» YOUR INSTRUCTIONS
Look below for the line that has "gray rock with a single pin per instance.". Set down the lines from there through the line that has "For the scouting tally, point out every instance of the dry", exactly as written.

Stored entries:
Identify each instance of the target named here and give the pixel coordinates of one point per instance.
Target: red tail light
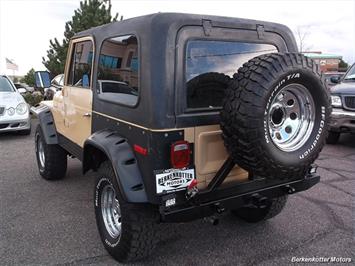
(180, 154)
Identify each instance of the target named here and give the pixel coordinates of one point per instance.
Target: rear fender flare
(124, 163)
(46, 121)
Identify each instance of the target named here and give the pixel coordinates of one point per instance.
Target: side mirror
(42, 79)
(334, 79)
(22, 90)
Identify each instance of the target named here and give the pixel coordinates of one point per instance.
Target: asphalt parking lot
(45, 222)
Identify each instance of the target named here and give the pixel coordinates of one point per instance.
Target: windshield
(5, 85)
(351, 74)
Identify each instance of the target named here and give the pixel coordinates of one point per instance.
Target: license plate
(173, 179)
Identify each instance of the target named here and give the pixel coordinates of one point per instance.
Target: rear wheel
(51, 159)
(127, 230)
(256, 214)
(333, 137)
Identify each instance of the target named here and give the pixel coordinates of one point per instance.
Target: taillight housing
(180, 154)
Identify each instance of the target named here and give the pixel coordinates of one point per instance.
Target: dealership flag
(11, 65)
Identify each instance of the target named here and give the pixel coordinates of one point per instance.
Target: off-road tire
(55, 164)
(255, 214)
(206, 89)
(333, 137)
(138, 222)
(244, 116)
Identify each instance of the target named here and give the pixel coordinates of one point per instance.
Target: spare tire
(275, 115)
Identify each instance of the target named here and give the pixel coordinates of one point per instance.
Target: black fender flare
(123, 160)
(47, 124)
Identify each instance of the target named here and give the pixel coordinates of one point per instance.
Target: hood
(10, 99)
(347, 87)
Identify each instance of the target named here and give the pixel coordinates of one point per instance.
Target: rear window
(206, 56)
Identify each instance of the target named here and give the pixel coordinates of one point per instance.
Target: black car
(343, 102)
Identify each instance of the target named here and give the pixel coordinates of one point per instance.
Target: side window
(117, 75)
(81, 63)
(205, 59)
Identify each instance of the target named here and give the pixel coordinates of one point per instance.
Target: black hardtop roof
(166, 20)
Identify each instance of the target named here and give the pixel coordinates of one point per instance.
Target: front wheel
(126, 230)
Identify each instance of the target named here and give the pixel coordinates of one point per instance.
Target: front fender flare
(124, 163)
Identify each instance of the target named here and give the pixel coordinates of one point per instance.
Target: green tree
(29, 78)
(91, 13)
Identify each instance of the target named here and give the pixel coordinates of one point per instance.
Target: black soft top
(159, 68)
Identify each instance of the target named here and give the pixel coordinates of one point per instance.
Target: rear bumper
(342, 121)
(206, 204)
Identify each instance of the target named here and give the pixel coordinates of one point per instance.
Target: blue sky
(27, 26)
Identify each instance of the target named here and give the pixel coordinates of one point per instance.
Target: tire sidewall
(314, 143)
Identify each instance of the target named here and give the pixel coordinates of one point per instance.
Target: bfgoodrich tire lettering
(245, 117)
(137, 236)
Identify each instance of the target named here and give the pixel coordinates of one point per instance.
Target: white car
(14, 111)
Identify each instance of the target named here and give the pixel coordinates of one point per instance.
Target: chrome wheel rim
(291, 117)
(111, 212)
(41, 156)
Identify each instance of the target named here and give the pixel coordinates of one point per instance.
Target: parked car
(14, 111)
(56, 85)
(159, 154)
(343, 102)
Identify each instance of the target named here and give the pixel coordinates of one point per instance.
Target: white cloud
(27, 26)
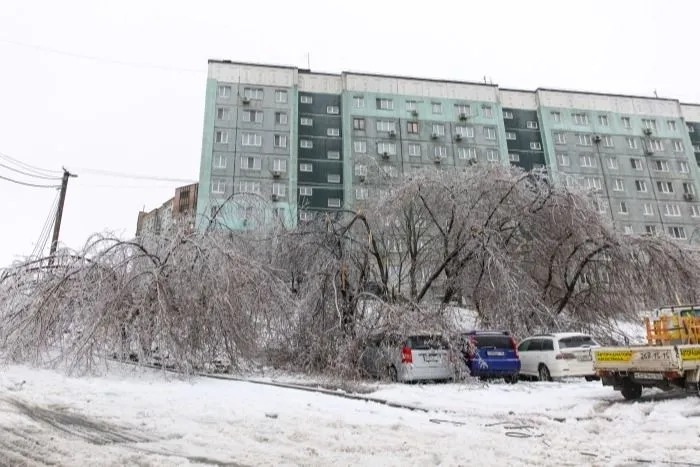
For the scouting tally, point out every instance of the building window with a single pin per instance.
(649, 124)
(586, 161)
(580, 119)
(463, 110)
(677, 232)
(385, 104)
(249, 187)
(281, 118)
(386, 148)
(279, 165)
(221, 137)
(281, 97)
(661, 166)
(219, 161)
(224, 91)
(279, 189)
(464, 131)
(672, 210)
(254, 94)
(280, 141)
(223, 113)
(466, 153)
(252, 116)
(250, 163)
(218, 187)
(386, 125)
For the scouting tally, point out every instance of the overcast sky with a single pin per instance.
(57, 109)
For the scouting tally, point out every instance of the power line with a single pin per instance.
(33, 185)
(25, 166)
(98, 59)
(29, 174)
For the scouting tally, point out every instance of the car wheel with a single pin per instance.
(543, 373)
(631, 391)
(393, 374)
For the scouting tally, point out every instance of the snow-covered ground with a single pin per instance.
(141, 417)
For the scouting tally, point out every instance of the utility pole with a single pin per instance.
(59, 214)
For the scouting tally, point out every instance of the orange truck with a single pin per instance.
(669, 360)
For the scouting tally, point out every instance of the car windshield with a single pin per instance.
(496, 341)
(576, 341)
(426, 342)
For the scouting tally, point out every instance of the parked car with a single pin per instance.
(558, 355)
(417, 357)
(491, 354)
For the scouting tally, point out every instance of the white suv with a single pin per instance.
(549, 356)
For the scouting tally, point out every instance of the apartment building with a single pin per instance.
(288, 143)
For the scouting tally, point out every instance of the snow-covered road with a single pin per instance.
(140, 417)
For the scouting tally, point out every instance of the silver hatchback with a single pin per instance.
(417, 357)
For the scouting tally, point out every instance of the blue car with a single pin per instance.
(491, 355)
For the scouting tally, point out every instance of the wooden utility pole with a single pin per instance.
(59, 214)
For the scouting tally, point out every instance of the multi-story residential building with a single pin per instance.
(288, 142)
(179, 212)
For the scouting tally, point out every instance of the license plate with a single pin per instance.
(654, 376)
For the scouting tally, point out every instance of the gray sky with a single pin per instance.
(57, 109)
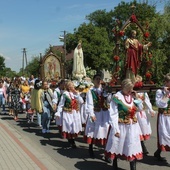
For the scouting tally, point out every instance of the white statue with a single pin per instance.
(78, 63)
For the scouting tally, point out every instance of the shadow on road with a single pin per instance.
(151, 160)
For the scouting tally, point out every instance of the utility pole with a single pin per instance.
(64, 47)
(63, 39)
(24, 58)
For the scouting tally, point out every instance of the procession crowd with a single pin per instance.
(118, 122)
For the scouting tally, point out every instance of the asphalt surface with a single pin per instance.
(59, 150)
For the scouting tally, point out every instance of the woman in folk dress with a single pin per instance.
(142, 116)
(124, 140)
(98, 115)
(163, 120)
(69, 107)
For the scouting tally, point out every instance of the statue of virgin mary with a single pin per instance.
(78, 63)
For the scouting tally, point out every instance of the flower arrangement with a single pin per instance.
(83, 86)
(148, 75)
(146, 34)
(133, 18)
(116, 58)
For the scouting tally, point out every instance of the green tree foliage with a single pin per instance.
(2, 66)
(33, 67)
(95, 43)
* * *
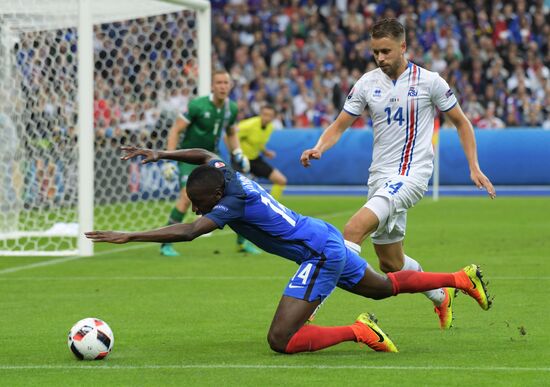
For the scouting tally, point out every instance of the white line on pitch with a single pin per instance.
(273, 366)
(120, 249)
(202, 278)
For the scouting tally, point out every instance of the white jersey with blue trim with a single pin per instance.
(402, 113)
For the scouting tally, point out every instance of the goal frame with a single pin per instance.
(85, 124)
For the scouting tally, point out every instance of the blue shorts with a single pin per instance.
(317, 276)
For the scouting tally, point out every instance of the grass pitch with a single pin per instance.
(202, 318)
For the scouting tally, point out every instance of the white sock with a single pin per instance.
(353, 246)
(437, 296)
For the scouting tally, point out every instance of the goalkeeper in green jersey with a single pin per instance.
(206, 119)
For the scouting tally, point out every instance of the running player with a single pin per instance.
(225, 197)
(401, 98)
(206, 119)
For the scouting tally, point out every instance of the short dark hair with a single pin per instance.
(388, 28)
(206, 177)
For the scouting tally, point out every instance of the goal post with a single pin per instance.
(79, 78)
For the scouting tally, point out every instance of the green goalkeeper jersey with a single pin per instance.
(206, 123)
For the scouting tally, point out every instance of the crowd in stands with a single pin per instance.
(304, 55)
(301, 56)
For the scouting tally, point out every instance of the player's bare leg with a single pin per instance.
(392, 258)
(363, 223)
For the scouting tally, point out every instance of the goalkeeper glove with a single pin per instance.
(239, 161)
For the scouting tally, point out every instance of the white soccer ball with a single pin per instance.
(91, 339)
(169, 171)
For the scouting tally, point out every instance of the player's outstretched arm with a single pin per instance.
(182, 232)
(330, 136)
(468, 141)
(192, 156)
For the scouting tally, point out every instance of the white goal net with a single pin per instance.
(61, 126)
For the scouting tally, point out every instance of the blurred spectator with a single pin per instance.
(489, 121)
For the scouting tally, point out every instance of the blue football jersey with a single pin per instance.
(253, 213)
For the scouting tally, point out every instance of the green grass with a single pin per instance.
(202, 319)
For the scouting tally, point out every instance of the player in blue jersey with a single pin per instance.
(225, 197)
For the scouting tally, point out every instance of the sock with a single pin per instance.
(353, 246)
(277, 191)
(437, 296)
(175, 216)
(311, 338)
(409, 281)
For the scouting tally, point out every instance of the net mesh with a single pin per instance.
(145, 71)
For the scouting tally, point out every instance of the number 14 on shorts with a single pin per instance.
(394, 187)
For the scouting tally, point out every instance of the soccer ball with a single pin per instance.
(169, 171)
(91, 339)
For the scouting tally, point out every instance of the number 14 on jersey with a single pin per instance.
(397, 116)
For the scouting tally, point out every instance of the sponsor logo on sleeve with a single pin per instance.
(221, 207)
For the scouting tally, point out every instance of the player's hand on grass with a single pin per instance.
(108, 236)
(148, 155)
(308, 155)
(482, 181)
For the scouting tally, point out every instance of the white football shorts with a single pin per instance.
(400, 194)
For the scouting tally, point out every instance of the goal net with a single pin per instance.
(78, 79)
---
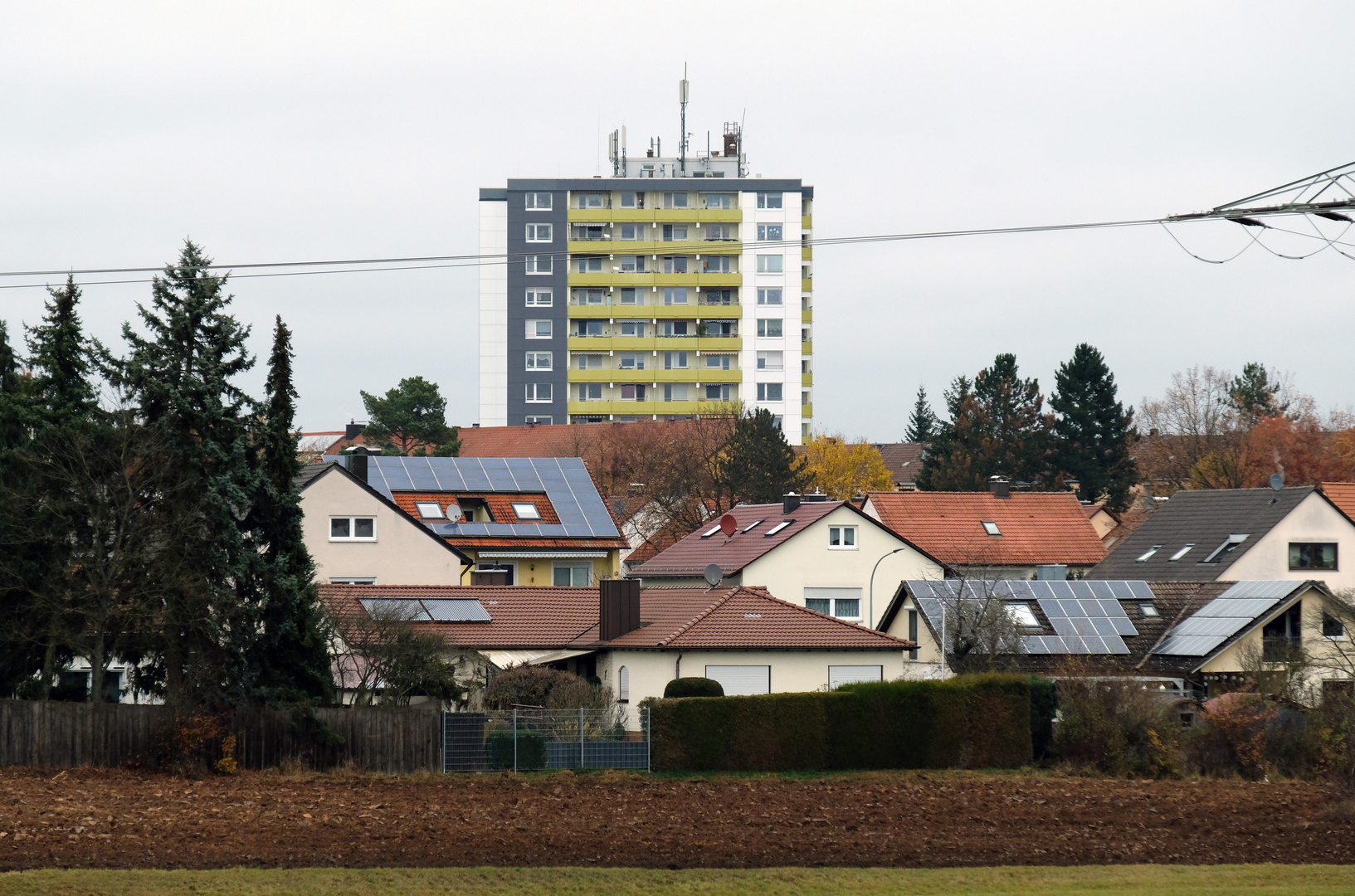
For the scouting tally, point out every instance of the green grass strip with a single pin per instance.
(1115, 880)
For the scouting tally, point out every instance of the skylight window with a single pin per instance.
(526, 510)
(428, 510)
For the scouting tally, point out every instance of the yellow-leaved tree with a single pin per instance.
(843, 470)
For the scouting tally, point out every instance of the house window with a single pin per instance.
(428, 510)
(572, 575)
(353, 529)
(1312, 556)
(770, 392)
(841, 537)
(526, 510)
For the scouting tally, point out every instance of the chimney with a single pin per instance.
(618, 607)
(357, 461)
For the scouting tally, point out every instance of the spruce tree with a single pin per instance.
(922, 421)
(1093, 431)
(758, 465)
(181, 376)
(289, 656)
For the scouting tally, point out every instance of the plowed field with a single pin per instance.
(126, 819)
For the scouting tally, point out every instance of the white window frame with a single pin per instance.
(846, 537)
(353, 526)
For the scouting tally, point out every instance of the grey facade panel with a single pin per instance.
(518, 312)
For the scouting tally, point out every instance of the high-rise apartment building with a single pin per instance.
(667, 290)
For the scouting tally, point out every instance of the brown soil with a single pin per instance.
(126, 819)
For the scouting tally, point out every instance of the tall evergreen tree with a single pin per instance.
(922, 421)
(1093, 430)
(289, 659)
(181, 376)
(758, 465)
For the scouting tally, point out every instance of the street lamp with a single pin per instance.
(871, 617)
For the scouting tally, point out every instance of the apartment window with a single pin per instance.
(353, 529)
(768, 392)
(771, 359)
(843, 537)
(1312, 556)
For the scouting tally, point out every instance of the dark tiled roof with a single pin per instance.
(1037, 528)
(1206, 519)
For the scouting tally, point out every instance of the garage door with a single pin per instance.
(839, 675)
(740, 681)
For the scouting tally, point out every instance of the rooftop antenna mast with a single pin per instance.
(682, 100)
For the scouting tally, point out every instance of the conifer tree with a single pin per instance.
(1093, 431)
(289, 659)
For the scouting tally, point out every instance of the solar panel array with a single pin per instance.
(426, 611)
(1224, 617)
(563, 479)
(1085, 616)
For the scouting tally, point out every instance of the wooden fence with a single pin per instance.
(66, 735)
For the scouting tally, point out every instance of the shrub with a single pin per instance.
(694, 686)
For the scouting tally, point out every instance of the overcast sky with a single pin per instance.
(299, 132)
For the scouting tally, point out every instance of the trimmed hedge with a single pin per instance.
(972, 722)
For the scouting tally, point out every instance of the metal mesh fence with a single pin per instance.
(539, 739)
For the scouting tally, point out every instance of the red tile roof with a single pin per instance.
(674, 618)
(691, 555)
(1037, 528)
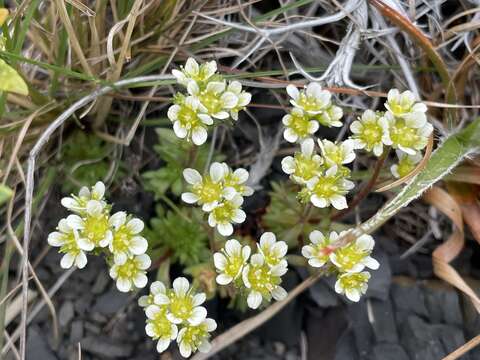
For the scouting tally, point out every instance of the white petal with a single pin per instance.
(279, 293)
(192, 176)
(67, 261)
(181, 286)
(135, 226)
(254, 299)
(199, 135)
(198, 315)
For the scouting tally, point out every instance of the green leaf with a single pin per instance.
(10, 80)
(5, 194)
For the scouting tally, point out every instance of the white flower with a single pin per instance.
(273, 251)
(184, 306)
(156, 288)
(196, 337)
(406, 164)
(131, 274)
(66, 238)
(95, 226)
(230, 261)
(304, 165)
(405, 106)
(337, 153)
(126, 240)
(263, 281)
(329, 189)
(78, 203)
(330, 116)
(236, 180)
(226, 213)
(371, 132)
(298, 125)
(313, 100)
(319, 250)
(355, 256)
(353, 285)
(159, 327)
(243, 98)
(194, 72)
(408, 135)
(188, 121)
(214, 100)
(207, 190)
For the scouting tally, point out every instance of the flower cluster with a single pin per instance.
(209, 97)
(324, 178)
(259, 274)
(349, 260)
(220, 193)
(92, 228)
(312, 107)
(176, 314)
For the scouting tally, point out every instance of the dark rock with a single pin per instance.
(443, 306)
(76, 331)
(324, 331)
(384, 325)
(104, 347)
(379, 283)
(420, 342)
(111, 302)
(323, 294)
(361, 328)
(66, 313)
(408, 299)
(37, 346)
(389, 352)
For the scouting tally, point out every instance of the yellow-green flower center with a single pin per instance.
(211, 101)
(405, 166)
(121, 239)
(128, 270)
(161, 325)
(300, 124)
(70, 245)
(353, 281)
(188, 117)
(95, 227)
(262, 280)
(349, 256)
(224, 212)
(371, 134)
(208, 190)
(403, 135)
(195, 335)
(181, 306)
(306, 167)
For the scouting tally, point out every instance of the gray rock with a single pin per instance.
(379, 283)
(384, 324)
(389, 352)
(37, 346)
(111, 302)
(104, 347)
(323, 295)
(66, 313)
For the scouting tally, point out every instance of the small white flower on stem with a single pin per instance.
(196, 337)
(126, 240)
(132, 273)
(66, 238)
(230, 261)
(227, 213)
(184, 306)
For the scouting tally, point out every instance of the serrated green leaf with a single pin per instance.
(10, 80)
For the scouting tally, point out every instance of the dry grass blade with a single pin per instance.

» ANSWER TO THE PROBLEM
For the scouting tally, point out every instance of the gray rock with a single pin per instance.
(379, 283)
(384, 324)
(389, 352)
(37, 346)
(111, 302)
(104, 347)
(323, 295)
(66, 313)
For the scouting tally, point out every instance of the small white flower on stem with a single pin per instance.
(196, 337)
(126, 240)
(132, 273)
(66, 238)
(230, 261)
(227, 213)
(184, 306)
For the scouting tally, point out every instance of the serrated green leaf with a single pin per instance.
(10, 80)
For the scouting tally, point out every instance of the dry grass blade with a single pin per instance.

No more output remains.